= TAREFAS PROPOSTAS =
#1 Resuma o parágrafo do texto sobre trabalho na pandemia que começa com "Percebo que a pandemia", mantendo seus fatos principais.
#2 Transcreva literalmente o texto sobre trabalho na pandemia, começando em "Percebo que a" e seguindo até "tanta consciência disso.".

= TRECHO DO DOCUMENTO =
•••

Se no começo da pandemia demoramos a nos reorganizar, depois entendemos que a possibilidade do virtual acelerava muitas coisas. Reforçamos a compreensão de que era possível realizar em um mesmo turno reuniões com pessoas espalhadas pelos mais diversos locais para tratar dos mais diversos temas. A minha impressão é que agora estamos vivendo um sentimento de ressaca e até mesmo negação do virtual, porém com a expectativa de que as interações sigam acontecendo na mesma velocidade – o que, por óbvio, é impossível e insustentável.
Percebo que a pandemia escancarou e acelerou alguns processos que já vivíamos e a mistura entre o espaço privado e o espaço de trabalho é uma delas: reuniões durante folgas ou férias, mensagens de trabalho fora do horário de trabalho e a sensação crescente de que ser uma pessoa competente e “engajada” no trabalho significa estar disponível 24 horas por dia, 7 dias por semana. Afinal de contas, se eu posso responder algo do conforto do meu lar, que mal tem? Com a pandemia, acentuou-se a necessidade de nos mostrarmos sempre disponíveis e, assim, o trabalho seguiu invadindo o descanso sem que tenhamos tanta consciência disso.
Uma das perguntas orientadoras que o Cesar me fez para pensar nesse capítulo é se o híbrido prevalece ou a tendência é voltar ao trabalho presencial com as novas ferramentas aprendidas no processo? Honestamente, não sei. O que sei é que ainda temos muito a aprender sobre trabalho remoto e, especialmente, sobre o trabalho híbrido. Acredito que há muita possibilidade na diversidade que essas modalidades de trabalho permitem. Mas também acredito que a grande maioria das organizações ainda não tem estruturas propícias para que isso ocorra de uma forma saudável para as pessoas e para as organizações. Muitas organizações ainda se pautam em um modelo de comando-controle, o que leva a necessidade de saber o que a pessoa faz no miudinho, no cotidiano, e não necessariamente sobre a entrega que ela faz. Penso que para que ambientes híbridos e remotos funcionem bem, primeiro as organizações precisam pensar em como fazer para que seus ambientes de trabalho sejam psicologicamente seguros(1) e, a partir daí, convidar as pessoas trabalhadoras para que criem em conjunto os processos que permitam outras formas de trabalho.

•••

= DADOS PARA ANÁLISE =
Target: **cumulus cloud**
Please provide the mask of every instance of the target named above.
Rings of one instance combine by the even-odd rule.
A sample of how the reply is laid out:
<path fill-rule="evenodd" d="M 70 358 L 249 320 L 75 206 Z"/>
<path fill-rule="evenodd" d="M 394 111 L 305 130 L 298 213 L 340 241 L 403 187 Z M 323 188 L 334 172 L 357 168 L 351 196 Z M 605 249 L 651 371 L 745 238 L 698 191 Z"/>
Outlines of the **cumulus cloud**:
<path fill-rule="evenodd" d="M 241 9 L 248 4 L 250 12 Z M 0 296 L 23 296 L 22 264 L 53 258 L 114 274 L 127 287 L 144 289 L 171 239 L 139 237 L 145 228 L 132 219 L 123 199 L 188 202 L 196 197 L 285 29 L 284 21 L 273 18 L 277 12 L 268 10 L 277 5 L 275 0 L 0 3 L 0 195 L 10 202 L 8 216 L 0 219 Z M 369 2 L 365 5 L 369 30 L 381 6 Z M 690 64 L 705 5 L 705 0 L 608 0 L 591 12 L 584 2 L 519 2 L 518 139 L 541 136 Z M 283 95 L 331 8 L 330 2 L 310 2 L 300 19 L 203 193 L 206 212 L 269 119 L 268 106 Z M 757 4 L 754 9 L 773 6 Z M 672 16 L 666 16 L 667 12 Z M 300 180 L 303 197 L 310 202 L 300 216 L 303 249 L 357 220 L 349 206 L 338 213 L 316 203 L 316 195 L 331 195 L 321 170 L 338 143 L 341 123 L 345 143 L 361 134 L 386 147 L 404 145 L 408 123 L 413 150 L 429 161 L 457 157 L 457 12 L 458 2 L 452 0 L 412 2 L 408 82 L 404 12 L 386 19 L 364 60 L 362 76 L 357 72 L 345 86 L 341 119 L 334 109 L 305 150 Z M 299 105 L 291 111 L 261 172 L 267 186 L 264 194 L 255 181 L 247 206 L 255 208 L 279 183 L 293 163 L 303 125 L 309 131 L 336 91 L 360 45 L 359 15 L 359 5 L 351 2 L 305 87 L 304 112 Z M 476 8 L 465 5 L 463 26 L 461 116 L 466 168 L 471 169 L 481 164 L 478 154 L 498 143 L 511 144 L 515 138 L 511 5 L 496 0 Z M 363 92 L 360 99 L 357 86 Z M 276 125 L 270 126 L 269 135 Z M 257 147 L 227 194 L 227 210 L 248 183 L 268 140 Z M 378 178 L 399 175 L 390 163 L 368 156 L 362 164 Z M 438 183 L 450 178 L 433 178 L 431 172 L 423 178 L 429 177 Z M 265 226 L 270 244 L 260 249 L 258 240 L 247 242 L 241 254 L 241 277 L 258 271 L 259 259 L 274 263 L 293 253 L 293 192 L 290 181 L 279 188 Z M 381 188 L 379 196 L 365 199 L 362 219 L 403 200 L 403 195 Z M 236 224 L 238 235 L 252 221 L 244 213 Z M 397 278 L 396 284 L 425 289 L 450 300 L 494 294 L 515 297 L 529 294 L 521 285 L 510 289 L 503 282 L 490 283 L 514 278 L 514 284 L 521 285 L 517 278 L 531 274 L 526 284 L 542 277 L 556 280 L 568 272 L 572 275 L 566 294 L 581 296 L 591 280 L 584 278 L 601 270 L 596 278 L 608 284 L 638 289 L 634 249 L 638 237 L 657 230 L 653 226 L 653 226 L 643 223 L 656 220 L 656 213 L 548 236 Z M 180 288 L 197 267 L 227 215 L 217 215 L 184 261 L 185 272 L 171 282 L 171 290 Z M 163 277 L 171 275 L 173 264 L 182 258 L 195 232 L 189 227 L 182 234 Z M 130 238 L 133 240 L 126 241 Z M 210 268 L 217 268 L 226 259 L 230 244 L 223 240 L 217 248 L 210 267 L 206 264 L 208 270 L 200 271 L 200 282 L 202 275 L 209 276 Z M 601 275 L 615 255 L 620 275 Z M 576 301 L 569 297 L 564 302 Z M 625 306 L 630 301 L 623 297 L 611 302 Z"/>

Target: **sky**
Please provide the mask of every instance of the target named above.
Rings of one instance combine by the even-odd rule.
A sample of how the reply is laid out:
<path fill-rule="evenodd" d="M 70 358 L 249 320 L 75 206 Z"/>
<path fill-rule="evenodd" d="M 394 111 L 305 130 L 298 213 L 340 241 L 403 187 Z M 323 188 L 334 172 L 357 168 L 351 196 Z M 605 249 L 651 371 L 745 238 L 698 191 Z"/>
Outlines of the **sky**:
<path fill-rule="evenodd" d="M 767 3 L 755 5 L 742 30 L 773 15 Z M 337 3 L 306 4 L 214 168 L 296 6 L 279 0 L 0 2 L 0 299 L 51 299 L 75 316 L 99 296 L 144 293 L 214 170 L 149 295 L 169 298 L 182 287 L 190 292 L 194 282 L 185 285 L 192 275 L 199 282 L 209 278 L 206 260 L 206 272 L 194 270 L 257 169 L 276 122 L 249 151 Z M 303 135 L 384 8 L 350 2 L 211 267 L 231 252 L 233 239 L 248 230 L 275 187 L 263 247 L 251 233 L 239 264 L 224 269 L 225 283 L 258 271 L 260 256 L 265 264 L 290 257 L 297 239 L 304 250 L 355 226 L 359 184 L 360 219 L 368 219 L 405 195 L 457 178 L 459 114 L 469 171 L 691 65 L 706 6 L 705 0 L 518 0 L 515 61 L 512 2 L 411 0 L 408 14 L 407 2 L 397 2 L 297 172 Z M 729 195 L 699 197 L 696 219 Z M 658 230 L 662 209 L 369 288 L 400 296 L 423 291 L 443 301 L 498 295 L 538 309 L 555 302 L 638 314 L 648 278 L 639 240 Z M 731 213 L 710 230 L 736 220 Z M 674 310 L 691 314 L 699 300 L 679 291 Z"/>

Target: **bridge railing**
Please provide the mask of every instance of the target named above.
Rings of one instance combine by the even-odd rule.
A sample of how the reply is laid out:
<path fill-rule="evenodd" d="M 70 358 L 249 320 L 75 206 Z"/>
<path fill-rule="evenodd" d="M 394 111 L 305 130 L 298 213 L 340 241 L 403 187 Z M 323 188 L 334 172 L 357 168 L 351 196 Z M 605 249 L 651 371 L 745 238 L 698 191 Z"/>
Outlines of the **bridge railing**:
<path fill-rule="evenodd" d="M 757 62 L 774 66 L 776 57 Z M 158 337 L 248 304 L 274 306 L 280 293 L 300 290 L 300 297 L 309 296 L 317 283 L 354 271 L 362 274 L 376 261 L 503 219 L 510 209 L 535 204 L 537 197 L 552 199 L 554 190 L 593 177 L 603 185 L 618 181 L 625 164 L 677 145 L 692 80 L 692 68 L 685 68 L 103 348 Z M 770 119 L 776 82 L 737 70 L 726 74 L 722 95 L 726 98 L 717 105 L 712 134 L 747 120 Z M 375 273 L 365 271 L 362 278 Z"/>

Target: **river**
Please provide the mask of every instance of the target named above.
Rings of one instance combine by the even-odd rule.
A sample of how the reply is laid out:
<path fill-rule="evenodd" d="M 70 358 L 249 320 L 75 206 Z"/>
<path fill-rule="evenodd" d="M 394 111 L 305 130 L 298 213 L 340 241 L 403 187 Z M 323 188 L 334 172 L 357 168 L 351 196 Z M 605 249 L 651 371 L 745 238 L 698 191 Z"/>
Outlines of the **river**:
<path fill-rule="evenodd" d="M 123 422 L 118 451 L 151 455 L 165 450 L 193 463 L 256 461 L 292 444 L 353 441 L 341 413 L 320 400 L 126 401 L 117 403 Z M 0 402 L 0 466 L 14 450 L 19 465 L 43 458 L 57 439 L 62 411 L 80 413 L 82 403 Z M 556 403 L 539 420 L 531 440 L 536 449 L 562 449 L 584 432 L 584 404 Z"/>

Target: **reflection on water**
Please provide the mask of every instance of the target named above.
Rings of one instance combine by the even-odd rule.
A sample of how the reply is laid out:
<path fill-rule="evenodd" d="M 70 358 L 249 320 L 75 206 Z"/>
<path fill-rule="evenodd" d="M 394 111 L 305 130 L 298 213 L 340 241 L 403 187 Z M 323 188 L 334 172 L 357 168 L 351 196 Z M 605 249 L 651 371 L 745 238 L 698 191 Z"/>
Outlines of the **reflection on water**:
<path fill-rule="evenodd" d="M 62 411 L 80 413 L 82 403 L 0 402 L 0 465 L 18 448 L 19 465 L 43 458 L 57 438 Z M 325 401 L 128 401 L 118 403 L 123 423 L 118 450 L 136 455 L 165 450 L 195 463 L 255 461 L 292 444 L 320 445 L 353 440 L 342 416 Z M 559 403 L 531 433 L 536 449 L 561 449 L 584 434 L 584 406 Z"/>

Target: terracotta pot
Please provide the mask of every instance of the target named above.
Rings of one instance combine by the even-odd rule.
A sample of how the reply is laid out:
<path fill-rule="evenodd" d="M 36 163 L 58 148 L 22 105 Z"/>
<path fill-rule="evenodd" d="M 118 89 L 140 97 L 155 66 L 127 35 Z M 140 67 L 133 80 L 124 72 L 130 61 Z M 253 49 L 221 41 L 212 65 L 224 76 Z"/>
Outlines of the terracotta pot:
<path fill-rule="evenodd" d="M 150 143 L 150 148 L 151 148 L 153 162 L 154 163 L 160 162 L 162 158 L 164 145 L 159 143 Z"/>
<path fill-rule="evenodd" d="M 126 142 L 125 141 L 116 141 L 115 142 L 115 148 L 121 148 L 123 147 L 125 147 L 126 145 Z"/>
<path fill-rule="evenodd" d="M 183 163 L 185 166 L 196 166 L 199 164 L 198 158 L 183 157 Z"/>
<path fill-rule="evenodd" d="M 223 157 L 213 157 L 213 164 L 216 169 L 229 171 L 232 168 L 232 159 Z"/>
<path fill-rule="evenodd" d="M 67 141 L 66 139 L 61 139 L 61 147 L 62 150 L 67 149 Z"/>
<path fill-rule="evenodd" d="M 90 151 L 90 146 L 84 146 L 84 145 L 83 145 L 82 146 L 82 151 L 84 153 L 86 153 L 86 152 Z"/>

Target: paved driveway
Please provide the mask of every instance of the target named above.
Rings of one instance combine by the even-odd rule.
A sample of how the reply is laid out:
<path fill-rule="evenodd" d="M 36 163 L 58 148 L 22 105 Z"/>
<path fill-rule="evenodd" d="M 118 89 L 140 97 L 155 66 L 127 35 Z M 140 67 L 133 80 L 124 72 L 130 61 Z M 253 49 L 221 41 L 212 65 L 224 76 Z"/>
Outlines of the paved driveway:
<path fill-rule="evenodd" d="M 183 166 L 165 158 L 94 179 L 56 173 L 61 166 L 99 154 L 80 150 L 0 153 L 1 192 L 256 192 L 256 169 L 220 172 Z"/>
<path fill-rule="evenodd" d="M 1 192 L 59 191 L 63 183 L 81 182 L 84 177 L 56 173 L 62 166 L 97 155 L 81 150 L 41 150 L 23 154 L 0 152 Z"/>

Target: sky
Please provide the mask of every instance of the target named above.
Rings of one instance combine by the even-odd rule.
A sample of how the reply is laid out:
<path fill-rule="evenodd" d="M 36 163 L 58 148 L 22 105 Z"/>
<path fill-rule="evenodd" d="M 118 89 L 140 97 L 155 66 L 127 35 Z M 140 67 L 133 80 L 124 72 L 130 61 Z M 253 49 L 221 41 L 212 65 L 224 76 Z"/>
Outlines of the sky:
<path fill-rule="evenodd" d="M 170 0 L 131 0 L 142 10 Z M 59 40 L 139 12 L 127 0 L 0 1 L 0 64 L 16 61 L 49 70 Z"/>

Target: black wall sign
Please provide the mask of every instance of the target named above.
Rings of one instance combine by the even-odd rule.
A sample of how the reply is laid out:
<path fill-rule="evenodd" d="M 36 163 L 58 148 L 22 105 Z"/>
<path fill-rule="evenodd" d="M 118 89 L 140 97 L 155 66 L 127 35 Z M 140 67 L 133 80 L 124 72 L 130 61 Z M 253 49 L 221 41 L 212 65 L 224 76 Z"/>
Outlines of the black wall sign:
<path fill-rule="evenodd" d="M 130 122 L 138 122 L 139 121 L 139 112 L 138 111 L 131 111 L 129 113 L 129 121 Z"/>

•••

= RESULTADOS DO EXERCÍCIO =
#1 A pandemia expôs e acelerou processos que já existiam, como a mistura entre o espaço privado e o de trabalho: reuniões em folgas ou férias, mensagens fora do horário de trabalho e a ideia crescente de que ser competente e "engajado" é estar disponível 24 horas por dia, 7 dias por semana. Como dá para responder de casa, aumentou a necessidade de se mostrar sempre disponível. Assim, o trabalho passou a invadir o descanso sem que se tenha muita consciência disso.

#2
Percebo que a pandemia escancarou e acelerou alguns processos que já vivíamos e a mistura entre o espaço privado e o espaço de trabalho é uma delas: reuniões durante folgas ou férias, mensagens de trabalho fora do horário de trabalho e a sensação crescente de que ser uma pessoa competente e “engajada” no trabalho significa estar disponível 24 horas por dia, 7 dias por semana. Afinal de contas, se eu posso responder algo do conforto do meu lar, que mal tem? Com a pandemia, acentuou-se a necessidade de nos mostrarmos sempre disponíveis e, assim, o trabalho seguiu invadindo o descanso sem que tenhamos tanta consciência disso.